>> begin PROVIDED RECORDS
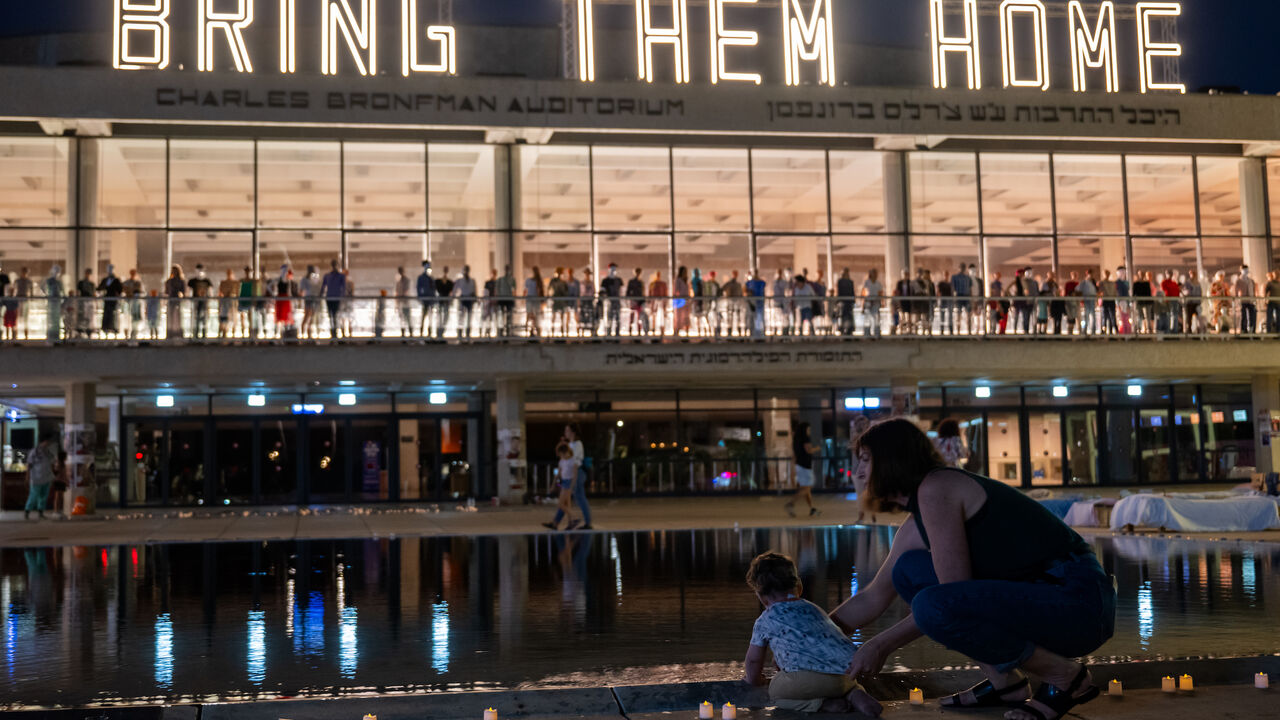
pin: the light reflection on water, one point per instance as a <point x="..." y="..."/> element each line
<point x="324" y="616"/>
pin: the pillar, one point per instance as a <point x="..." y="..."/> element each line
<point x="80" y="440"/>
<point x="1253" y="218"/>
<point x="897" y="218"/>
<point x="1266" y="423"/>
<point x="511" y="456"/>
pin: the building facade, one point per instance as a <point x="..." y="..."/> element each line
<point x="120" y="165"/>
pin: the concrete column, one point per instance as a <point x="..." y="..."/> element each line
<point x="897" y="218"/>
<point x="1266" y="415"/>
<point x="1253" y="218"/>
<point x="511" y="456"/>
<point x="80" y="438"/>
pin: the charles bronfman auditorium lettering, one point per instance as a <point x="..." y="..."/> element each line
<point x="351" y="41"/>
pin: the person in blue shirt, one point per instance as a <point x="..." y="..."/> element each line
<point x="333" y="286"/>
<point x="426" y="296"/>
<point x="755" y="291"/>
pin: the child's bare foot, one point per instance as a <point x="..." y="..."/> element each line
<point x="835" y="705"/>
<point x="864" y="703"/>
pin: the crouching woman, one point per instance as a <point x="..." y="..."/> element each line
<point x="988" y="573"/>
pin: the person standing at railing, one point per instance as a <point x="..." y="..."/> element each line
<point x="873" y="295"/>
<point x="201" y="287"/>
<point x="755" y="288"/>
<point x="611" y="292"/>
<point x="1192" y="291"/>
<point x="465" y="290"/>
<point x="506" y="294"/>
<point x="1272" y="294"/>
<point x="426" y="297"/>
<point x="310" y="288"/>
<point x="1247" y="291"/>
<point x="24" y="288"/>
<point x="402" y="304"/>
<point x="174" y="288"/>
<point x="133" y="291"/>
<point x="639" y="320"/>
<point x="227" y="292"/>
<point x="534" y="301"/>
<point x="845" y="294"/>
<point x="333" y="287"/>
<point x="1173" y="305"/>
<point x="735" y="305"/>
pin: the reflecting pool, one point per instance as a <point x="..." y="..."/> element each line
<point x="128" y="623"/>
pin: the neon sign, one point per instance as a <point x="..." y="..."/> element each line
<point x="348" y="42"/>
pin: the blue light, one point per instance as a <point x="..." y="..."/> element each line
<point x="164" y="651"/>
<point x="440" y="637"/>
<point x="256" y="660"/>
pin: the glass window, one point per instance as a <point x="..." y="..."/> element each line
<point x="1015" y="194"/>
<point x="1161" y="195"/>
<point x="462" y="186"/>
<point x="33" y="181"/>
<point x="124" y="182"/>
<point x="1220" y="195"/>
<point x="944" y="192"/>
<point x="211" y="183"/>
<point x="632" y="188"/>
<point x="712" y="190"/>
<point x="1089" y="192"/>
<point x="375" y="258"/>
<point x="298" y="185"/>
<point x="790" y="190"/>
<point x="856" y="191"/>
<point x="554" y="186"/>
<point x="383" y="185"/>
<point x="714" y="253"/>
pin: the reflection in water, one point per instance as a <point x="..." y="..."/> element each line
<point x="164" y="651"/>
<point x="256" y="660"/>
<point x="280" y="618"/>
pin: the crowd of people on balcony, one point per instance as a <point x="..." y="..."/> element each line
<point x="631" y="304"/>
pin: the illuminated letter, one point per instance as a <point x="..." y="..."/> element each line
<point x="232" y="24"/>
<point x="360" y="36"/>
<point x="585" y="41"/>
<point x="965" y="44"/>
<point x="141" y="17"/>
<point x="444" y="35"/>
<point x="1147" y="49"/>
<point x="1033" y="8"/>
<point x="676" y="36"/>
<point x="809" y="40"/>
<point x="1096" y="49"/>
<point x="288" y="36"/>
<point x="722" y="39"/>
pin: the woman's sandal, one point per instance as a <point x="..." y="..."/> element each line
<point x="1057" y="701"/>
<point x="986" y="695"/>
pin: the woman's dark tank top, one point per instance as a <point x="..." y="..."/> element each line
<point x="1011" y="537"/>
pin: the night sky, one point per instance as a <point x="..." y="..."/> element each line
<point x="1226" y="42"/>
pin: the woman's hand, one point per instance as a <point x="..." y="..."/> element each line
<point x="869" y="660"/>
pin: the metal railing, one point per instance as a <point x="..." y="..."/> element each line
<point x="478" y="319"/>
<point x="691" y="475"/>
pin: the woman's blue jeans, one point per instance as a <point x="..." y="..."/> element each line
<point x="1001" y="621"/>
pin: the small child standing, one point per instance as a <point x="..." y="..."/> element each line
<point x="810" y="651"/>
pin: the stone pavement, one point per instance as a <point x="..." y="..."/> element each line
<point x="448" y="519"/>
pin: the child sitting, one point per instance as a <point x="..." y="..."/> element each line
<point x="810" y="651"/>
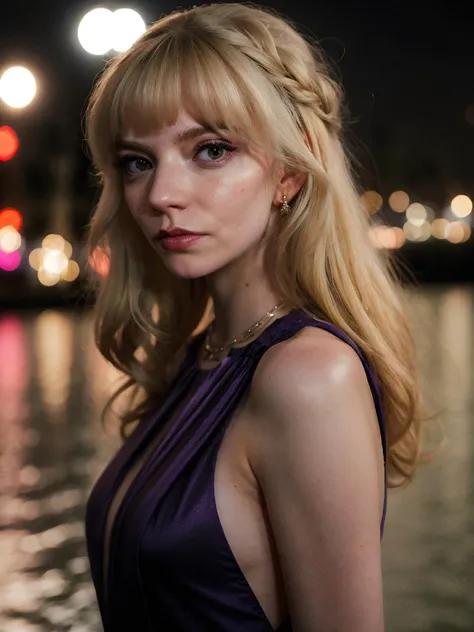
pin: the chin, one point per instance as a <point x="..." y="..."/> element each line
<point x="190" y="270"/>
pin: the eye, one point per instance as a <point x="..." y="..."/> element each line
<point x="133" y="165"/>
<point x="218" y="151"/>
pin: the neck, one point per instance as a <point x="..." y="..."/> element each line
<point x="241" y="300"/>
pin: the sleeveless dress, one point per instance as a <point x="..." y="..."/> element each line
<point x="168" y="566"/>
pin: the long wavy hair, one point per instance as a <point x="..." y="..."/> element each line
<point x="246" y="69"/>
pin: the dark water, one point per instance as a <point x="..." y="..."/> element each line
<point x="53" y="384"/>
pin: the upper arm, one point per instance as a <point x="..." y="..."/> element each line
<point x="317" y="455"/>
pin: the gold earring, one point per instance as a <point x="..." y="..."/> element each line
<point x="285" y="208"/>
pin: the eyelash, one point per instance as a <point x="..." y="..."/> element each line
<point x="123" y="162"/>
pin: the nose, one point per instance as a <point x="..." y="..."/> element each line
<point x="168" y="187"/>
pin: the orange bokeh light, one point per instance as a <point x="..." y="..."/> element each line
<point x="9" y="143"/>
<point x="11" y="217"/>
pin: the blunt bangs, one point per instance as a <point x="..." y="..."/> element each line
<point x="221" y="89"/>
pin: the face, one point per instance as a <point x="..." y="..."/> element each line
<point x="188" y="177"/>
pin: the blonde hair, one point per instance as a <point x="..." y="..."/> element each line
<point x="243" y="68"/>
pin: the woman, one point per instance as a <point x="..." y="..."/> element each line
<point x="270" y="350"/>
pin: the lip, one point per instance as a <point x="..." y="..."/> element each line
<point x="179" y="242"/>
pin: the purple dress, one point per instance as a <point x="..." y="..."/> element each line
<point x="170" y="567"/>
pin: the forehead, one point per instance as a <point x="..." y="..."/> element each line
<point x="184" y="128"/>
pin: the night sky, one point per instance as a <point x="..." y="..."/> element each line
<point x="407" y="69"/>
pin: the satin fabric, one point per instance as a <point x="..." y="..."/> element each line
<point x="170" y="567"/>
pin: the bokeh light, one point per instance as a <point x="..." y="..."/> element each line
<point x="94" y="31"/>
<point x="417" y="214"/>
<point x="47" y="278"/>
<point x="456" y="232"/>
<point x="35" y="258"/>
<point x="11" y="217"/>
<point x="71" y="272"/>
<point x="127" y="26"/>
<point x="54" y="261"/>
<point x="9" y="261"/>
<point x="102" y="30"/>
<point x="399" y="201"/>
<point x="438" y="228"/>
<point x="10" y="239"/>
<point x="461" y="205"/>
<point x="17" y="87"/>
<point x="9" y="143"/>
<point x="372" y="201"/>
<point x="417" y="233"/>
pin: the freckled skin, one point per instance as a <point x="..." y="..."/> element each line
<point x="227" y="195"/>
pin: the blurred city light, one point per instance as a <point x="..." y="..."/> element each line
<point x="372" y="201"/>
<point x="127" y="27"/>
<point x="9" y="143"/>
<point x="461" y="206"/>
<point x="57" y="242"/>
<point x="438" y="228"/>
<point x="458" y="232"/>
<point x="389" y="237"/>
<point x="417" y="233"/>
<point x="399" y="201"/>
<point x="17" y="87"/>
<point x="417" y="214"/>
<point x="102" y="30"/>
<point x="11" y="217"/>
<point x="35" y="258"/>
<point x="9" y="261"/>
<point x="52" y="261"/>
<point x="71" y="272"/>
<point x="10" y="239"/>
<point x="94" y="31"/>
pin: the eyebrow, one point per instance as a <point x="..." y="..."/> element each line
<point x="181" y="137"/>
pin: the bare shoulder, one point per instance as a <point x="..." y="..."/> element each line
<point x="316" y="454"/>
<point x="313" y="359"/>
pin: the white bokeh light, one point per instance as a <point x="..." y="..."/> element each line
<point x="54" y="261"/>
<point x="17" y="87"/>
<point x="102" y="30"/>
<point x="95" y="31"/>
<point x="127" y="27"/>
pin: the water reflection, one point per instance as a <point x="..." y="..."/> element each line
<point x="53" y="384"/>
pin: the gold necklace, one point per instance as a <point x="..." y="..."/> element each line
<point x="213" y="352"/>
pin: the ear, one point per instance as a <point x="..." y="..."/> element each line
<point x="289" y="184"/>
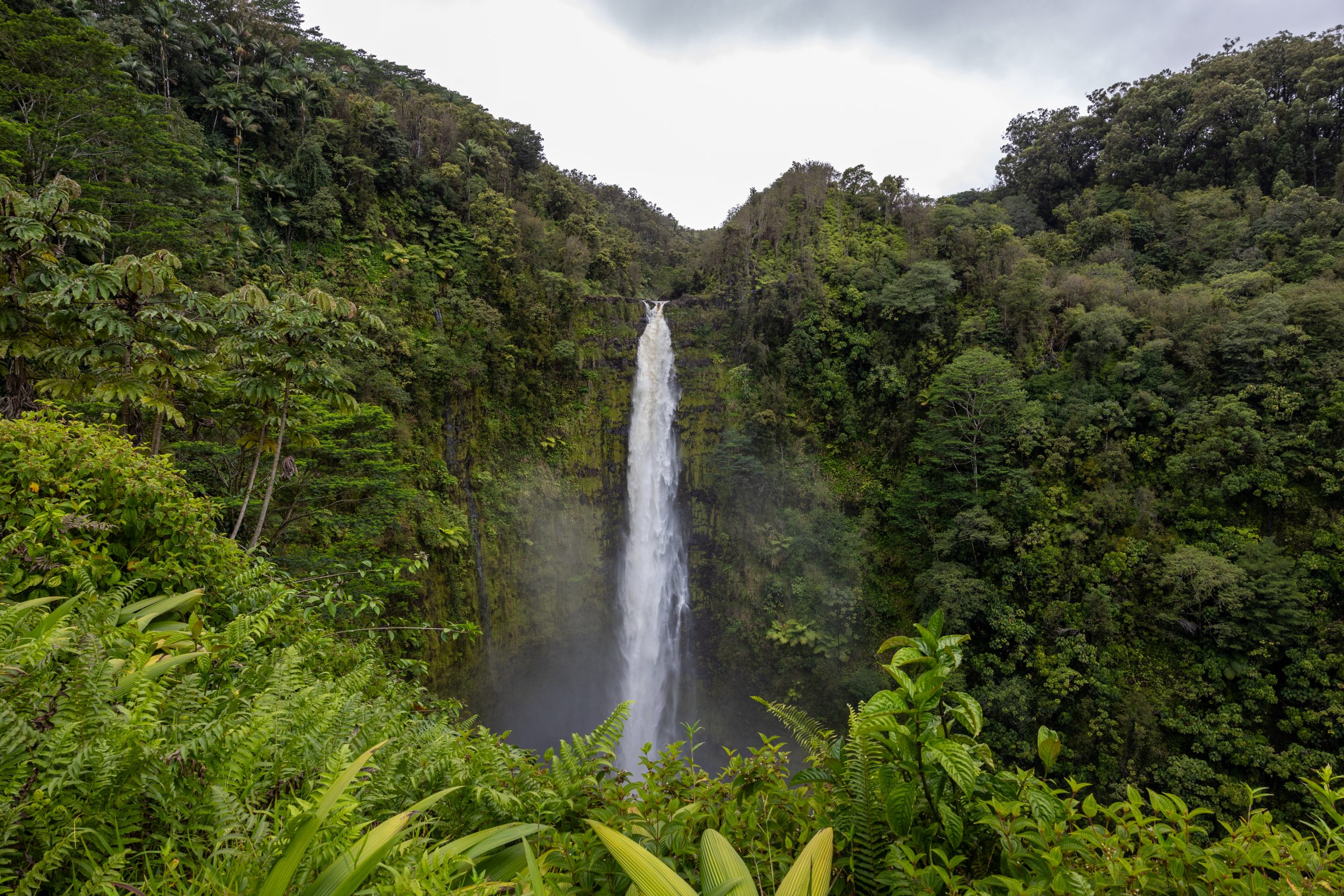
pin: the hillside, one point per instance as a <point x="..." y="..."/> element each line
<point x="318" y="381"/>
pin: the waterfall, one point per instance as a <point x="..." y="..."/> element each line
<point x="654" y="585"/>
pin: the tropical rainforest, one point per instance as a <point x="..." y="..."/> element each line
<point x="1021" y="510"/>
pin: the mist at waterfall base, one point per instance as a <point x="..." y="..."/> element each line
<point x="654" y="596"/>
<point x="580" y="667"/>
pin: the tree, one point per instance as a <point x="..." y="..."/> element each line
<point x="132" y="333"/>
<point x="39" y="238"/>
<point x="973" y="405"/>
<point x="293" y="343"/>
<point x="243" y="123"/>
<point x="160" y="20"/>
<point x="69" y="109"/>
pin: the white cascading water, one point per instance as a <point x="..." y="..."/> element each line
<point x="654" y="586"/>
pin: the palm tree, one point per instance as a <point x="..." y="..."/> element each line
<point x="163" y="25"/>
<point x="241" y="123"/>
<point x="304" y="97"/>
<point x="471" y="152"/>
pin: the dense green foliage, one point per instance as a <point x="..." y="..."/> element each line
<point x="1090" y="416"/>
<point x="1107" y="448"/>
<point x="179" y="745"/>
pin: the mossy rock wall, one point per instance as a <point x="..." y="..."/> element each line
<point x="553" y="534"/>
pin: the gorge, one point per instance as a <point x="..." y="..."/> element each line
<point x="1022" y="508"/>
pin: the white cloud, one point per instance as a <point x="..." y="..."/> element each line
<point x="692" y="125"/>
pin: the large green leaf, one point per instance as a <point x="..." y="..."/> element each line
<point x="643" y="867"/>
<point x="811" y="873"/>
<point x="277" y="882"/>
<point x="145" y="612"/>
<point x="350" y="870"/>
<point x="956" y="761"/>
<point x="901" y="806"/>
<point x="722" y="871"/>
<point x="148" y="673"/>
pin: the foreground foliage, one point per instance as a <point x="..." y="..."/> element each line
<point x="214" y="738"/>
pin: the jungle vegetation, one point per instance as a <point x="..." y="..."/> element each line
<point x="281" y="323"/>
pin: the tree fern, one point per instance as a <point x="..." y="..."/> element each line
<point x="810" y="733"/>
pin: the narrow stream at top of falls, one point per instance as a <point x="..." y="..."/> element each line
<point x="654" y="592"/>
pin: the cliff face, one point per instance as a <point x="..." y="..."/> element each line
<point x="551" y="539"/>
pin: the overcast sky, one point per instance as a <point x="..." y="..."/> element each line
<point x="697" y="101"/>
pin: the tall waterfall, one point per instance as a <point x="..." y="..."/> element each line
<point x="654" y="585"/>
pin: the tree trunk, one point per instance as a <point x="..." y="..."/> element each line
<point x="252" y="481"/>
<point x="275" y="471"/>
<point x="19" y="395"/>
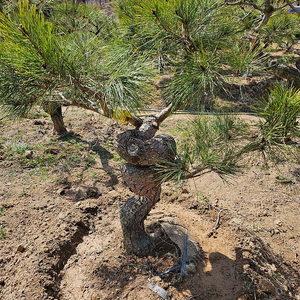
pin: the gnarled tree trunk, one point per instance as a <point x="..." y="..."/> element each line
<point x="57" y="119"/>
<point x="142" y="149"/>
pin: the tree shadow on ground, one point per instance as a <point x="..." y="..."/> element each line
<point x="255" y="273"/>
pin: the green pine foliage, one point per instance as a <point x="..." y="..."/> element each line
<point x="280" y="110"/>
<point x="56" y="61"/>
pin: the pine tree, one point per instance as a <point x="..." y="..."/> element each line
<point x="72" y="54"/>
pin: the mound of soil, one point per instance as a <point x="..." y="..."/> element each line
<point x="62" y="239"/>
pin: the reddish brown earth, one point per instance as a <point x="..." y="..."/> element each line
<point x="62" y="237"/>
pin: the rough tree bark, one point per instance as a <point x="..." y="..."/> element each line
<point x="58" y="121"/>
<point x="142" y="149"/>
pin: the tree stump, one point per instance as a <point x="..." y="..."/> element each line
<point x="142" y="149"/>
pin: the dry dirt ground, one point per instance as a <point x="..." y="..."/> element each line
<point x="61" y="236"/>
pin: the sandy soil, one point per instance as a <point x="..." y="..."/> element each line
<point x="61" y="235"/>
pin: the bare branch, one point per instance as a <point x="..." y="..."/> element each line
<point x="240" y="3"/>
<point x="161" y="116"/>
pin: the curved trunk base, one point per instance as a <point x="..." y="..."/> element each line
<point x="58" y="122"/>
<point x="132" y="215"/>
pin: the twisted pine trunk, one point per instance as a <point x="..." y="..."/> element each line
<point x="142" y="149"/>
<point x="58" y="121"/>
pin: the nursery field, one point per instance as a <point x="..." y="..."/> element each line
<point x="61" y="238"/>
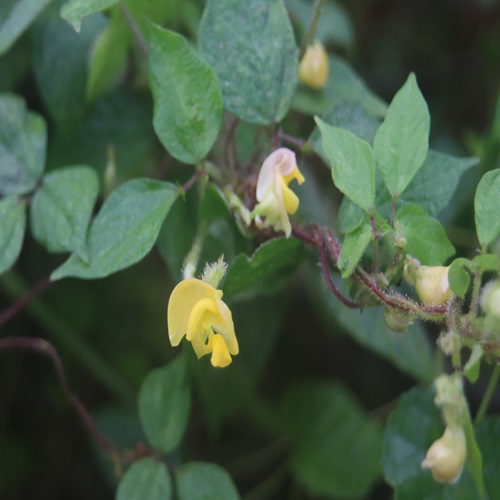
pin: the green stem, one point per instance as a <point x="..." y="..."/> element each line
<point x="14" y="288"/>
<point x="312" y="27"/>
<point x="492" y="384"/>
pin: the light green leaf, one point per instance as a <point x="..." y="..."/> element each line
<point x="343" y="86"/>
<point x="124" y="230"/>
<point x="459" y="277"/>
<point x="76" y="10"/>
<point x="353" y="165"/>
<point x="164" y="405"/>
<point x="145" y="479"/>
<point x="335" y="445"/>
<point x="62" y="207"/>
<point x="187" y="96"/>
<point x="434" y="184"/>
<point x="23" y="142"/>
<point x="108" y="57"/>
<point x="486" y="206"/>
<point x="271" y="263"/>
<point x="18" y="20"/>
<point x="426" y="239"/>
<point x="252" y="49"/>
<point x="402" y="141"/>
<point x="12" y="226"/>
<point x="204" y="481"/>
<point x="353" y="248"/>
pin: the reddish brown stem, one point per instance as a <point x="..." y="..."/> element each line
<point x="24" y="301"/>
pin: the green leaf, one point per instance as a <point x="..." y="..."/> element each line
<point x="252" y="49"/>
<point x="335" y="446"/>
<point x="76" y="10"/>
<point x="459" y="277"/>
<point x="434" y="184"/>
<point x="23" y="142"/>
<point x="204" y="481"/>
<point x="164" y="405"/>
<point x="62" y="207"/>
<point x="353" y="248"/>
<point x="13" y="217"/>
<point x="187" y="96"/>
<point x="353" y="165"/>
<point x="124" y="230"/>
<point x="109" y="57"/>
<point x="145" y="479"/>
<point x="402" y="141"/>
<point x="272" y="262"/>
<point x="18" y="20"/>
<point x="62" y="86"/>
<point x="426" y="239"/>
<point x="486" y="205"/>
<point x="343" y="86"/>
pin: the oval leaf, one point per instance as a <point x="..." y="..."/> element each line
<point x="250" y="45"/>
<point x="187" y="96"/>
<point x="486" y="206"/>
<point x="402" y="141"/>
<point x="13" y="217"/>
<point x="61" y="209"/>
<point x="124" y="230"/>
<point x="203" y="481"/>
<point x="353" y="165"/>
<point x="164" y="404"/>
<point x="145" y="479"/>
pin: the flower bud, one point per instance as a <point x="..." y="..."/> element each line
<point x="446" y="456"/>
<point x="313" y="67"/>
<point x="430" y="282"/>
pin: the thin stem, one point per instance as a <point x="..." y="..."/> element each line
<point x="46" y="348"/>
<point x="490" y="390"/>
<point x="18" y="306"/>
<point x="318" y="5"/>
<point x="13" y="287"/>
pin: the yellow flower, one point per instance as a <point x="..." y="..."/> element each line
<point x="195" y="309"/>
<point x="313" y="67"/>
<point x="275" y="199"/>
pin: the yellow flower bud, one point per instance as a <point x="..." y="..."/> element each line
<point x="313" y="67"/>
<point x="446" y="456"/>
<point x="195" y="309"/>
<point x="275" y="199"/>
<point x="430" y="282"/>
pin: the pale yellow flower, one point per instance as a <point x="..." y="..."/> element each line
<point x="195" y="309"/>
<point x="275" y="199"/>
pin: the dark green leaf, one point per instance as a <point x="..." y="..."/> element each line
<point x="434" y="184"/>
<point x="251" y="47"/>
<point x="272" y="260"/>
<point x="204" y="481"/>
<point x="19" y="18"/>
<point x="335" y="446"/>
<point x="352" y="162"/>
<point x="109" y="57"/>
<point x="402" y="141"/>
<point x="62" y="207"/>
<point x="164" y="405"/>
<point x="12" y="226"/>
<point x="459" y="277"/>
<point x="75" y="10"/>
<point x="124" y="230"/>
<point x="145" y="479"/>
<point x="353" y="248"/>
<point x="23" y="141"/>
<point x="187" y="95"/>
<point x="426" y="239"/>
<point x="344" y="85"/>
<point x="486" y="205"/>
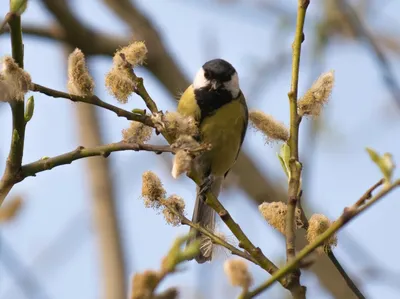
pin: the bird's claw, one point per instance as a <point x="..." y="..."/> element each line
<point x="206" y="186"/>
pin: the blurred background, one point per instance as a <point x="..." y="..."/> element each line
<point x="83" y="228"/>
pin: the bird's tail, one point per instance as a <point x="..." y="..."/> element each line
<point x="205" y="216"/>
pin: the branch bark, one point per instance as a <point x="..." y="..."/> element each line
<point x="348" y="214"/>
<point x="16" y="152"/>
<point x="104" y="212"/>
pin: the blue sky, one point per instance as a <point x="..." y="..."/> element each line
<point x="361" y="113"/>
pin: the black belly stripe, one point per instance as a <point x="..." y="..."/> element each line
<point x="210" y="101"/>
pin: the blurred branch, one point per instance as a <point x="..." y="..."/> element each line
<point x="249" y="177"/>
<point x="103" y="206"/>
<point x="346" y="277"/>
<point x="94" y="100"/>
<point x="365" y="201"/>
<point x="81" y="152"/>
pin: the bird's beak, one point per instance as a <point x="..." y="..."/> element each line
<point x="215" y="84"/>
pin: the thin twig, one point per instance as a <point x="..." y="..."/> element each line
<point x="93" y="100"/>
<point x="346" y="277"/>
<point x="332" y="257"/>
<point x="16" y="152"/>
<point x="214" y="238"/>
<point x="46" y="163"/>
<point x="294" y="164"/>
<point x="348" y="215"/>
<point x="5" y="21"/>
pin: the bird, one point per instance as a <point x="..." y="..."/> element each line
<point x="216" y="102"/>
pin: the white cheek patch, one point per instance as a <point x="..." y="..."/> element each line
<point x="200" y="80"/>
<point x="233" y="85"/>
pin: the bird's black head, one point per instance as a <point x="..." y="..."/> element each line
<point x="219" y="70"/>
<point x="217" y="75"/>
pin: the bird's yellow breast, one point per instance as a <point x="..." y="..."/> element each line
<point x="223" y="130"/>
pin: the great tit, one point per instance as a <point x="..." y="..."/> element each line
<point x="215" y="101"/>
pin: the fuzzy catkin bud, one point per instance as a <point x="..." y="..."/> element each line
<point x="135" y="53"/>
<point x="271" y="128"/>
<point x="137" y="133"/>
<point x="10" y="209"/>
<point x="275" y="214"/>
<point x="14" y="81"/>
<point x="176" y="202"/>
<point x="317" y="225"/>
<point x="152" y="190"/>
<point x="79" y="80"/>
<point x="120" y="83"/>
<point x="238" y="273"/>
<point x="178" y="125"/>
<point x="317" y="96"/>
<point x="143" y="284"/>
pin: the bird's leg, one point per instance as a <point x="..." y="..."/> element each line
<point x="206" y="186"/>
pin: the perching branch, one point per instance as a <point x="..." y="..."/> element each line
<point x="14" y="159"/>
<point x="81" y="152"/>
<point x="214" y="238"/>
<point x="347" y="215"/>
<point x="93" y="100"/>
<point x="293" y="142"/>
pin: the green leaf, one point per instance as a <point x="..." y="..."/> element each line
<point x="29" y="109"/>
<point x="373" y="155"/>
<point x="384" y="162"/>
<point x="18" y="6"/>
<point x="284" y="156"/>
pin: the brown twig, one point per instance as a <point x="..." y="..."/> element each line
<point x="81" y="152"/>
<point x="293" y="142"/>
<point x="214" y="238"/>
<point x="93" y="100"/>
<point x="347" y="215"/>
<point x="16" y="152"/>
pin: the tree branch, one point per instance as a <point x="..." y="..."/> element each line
>> end PROVIDED RECORDS
▶ _WHAT IS NEEDED_:
Through the last line of the entries above, beginning at the line containing "pin: the perching", transcribe each line exactly, both ends included and nothing more.

▶ _SOLUTION_:
pin: the perching branch, one point per instance as a <point x="..." y="..."/> element each line
<point x="14" y="159"/>
<point x="81" y="152"/>
<point x="214" y="238"/>
<point x="347" y="215"/>
<point x="93" y="100"/>
<point x="293" y="142"/>
pin: the green leaf, one point per instance as a <point x="..." y="..."/> element each line
<point x="29" y="109"/>
<point x="373" y="155"/>
<point x="384" y="162"/>
<point x="18" y="6"/>
<point x="284" y="156"/>
pin: the brown twig, one point per instance as a <point x="..." y="..."/> element each line
<point x="81" y="152"/>
<point x="293" y="142"/>
<point x="214" y="238"/>
<point x="93" y="100"/>
<point x="347" y="215"/>
<point x="16" y="152"/>
pin: the tree branch, one point per instance as a <point x="..." y="..."/> element each line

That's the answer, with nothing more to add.